ABOUT THIS EXERCISE:
Answer these questions from the resolution summary:
1. What date does H.Con.Res.53 recognize, and as what day?
2. With which standards does the resolution ask that legal definitions be aligned?
3. What kind of resolution is H.Con.Res.53?

TEXT FOR ANALYSIS:
A nonbinding House resolution that recognizes Sept. 26, 2025, and sets a detailed federal policy agenda—coverage, OTC access, training, equity, and foreign assistance—for contraception access.

The Brief

H.Con.Res.53 is a concurrent resolution that recognizes September 26, 2025, as World Contraception Day and expresses the sense of Congress on expanding access to contraception both in the United States and abroad. The text collects public-health findings—ranging from historical abuses to the public‑health and economic benefits of contraception—and asks federal policymakers to pursue measures to increase affordable, high‑quality access.

Although the resolution is nonbinding, it is detailed: it asks Congress and the executive branch to study contraceptive deserts, expand provider training, support coverage (including over‑the‑counter methods), align legal definitions with FDA/WHO standards, and prioritize equity for communities affected by medical racism and socioeconomic barriers. The document names specific federal programs and types of action it wants prioritized, making it a compact statement of legislative priorities for agencies and appropriators to consider.

(Lines excerpted from a collection)
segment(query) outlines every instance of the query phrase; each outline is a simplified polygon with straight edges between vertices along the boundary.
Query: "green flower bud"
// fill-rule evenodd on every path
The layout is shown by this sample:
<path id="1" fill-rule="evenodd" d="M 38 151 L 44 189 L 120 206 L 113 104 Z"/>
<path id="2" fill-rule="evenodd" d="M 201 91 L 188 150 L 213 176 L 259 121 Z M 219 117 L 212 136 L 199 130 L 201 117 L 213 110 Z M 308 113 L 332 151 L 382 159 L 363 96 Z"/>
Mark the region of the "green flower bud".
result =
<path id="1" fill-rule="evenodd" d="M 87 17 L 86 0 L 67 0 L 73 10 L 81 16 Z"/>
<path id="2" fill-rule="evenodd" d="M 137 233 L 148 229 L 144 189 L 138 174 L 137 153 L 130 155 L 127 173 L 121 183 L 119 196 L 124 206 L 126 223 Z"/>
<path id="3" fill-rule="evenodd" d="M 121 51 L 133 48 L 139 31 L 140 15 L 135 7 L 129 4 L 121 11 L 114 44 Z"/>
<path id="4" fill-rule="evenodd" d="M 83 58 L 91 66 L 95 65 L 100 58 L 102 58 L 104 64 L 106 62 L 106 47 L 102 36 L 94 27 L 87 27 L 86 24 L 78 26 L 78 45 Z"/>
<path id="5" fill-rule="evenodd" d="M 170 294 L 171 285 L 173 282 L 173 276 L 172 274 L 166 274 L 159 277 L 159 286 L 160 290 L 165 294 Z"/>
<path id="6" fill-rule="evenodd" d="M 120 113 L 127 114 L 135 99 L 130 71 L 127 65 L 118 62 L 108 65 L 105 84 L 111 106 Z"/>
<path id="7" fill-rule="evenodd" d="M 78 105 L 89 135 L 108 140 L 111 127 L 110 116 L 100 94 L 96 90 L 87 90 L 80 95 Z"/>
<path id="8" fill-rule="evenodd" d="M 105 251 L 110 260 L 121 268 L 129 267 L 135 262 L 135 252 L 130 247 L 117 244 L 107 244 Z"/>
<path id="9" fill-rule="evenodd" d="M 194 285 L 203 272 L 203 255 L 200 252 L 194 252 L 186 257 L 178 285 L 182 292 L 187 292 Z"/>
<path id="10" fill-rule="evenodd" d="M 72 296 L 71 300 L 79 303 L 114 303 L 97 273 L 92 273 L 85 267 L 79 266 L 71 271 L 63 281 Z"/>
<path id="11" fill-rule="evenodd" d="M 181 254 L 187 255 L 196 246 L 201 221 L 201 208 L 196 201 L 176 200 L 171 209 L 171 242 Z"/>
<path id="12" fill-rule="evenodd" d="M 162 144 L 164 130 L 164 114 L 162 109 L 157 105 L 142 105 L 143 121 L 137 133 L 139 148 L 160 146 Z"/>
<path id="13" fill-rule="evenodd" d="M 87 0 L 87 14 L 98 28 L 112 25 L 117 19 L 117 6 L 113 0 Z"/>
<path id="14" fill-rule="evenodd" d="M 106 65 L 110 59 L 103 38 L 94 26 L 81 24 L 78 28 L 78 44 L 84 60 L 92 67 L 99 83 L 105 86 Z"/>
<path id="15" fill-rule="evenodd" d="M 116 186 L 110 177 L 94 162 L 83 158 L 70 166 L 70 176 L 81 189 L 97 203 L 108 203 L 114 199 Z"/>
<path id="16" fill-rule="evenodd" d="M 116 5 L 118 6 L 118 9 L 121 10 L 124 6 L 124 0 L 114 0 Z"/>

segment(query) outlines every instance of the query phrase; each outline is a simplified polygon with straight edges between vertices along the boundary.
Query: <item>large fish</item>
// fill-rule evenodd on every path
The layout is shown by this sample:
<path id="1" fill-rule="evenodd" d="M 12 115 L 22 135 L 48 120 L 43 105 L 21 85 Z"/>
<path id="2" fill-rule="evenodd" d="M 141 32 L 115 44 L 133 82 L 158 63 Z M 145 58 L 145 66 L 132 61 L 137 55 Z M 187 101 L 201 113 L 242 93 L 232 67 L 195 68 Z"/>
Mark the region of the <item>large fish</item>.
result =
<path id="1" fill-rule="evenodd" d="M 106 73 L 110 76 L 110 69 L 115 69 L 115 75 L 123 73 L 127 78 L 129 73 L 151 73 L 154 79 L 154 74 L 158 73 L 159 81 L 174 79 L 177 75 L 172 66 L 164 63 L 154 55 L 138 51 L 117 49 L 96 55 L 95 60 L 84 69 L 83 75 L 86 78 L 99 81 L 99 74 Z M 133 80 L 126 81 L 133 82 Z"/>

WRITTEN RESPONSE:
1. September 26, 2025, as World Contraception Day.
2. FDA/WHO standards.
3. A nonbinding concurrent resolution.